_The exercise_
Copy verbatim the stretch of rows below, from the very first row through the row containing "point(352, 815)", with both ends included.

_Records to process_
## begin

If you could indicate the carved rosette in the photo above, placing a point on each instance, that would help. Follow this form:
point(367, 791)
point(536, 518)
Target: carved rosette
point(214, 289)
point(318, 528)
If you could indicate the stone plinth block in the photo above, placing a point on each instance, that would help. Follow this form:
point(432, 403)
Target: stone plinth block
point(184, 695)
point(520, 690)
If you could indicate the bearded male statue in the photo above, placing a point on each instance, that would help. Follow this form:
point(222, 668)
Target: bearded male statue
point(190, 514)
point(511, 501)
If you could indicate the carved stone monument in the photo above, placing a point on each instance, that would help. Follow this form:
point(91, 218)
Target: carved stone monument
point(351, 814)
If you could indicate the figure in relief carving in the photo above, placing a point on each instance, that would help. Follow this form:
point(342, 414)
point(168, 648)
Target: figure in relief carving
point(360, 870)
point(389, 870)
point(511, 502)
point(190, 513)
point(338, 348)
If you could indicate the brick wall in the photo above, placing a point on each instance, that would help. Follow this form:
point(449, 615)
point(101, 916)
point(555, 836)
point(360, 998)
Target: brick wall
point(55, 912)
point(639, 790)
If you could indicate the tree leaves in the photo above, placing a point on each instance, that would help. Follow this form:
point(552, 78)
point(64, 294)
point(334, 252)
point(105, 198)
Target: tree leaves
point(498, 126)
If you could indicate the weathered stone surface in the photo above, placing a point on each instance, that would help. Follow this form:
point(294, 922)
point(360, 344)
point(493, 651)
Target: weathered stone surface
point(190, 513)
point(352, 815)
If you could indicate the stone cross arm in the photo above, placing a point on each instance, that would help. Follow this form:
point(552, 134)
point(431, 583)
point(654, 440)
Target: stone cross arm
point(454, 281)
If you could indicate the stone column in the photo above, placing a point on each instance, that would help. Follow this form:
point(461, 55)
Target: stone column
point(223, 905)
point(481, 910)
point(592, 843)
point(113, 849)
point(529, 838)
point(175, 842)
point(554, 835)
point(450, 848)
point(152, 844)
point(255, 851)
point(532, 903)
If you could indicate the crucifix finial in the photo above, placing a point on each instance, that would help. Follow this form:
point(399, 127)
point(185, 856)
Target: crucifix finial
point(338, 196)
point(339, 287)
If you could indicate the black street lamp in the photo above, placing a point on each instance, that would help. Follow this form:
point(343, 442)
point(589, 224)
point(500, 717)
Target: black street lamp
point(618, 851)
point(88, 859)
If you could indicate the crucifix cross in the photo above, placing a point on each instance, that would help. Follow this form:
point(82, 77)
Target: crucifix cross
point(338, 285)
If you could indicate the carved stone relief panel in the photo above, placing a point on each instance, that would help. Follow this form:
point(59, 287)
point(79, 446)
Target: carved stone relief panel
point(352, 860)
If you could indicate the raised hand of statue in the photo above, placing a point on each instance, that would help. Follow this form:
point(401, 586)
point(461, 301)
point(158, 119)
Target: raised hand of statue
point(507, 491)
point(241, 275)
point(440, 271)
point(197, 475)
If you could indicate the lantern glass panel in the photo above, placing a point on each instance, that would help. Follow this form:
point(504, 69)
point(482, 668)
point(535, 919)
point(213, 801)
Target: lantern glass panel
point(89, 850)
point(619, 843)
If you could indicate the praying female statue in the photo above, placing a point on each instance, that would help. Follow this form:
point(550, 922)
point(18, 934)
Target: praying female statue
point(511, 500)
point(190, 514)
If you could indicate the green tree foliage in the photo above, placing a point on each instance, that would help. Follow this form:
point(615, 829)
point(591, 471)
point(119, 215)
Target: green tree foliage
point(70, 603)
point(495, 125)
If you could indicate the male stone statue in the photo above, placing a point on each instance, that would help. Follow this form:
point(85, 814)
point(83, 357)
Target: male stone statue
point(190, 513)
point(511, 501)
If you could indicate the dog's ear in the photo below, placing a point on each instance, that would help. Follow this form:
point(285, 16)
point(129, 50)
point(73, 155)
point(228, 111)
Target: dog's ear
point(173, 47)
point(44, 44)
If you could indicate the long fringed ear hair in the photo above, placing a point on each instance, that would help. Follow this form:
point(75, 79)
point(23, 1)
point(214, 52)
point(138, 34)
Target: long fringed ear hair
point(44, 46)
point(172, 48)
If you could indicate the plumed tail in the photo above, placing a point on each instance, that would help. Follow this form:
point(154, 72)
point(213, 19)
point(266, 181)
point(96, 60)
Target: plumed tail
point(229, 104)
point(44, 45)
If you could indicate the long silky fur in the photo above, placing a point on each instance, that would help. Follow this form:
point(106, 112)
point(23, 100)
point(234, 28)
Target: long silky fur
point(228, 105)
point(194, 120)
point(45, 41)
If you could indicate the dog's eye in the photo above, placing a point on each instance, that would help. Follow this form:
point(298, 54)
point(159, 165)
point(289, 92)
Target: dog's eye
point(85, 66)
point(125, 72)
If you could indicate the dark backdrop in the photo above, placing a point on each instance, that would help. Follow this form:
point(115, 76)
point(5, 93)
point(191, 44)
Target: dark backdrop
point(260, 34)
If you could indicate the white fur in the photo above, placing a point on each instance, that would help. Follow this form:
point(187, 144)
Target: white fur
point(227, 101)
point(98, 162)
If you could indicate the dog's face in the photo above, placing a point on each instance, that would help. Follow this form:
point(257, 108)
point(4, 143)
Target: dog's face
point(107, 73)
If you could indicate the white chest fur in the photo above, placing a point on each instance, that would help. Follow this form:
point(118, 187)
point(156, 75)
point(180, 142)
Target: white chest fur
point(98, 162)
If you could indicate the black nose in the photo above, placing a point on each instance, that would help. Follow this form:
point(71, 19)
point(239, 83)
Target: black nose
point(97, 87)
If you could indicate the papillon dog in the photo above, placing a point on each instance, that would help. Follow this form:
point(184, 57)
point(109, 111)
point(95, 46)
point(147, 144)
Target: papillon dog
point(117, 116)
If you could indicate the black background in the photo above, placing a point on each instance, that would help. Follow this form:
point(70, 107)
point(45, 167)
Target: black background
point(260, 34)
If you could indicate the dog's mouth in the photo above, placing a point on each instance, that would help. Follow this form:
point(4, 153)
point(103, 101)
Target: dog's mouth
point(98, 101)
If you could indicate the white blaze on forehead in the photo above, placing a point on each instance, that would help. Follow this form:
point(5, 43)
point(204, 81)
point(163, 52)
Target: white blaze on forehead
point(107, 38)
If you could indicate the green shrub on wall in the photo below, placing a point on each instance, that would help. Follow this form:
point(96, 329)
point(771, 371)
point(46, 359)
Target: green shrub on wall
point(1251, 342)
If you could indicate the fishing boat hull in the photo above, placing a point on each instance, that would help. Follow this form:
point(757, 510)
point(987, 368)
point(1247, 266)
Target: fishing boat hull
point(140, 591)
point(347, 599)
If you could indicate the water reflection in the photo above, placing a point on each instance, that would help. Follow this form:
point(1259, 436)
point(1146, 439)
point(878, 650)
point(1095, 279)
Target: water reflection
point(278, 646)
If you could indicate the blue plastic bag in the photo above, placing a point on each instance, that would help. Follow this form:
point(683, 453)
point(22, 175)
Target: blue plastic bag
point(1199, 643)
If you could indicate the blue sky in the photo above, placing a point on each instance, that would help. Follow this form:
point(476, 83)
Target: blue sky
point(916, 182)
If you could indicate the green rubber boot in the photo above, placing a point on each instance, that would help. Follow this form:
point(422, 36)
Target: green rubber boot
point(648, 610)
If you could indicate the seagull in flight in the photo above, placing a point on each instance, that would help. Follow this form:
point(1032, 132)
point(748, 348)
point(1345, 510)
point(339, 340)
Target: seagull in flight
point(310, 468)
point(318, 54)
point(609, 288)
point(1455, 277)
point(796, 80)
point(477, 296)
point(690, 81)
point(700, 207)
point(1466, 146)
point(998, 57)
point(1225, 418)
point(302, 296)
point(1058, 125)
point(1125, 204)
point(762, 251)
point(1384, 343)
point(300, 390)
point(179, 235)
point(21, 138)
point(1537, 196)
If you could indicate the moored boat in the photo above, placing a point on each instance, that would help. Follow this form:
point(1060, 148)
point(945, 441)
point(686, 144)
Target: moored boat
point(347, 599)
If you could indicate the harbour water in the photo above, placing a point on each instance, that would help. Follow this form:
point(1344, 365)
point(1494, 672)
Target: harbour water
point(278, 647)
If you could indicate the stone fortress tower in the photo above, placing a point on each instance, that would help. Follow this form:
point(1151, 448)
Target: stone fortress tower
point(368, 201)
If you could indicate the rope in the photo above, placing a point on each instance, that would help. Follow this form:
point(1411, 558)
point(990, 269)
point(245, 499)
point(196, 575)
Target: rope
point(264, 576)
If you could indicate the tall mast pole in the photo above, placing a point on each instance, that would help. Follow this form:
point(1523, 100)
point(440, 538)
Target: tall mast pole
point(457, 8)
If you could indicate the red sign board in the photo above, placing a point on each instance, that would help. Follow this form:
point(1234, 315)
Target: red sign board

## end

_Solution to this task_
If you could indicate the carved rosette in the photo above, placing a point on each instance, that would help. Follow this form:
point(367, 791)
point(536, 518)
Target: carved rosette
point(214, 289)
point(318, 528)
If you could indicate the stone plinth block in the photo above, placing a point on each instance, that would help. Follow this form:
point(432, 403)
Target: stone plinth block
point(184, 695)
point(520, 690)
If you could indicate the bearded male statue in the photo above, placing a point on each instance, that would help. Follow this form:
point(222, 668)
Target: bearded male statue
point(190, 514)
point(511, 501)
If you could indicate the carved stone monument in the photo above, placing a point on each instance, that would help. Follow this form:
point(91, 218)
Target: carved stone monument
point(351, 814)
If you could indicate the figure in relief carving in the photo above, placing a point on each instance, that would help. Follow this form:
point(342, 414)
point(168, 648)
Target: figure in relief carving
point(360, 870)
point(389, 870)
point(511, 502)
point(190, 513)
point(338, 348)
If you could indicate the brick wall in the photo above, placing a point on each instance, that would help. Follow this form:
point(449, 615)
point(101, 916)
point(555, 836)
point(360, 998)
Target: brick wall
point(55, 912)
point(639, 790)
If you could indicate the tree leaves in the photo above, placing a point on each instance, that would help. Follow this form:
point(552, 78)
point(64, 294)
point(334, 252)
point(105, 198)
Target: tree leaves
point(498, 126)
If you could indicate the weathered stone surface in the photo above, placing a point on each instance, that would help. Follow this form:
point(294, 922)
point(360, 344)
point(493, 651)
Target: weathered stone surface
point(190, 513)
point(352, 815)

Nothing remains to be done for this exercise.